INSTRUCTIONS FOR THE TASK:
Each line of the entries below that includes "query" belongs in your answer.

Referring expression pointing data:
*** Begin section ***

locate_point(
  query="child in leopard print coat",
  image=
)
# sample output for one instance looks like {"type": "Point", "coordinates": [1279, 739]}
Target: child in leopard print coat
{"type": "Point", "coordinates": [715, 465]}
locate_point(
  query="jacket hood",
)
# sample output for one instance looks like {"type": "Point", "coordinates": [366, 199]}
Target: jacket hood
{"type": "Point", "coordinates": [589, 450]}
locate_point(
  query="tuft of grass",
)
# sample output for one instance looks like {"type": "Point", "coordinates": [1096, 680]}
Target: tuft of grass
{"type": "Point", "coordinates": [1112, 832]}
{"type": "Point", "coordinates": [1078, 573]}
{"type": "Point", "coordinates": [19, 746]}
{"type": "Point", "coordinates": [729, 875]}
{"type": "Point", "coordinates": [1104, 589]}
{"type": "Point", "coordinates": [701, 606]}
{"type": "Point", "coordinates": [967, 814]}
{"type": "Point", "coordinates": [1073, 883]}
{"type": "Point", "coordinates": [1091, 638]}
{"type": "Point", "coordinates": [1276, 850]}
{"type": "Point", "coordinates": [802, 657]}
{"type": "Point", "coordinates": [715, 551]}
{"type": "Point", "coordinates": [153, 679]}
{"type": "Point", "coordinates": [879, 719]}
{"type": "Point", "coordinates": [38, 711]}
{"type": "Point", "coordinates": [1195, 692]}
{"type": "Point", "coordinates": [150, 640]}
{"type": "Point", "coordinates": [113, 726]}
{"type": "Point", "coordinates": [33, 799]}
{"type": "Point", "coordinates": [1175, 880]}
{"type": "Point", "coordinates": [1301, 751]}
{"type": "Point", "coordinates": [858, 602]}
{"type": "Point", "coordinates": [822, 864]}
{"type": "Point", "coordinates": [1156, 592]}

*** End section ***

RESPONSE BOX:
  query="child in leopard print coat",
  query="jacket hood",
  query="tuft of grass",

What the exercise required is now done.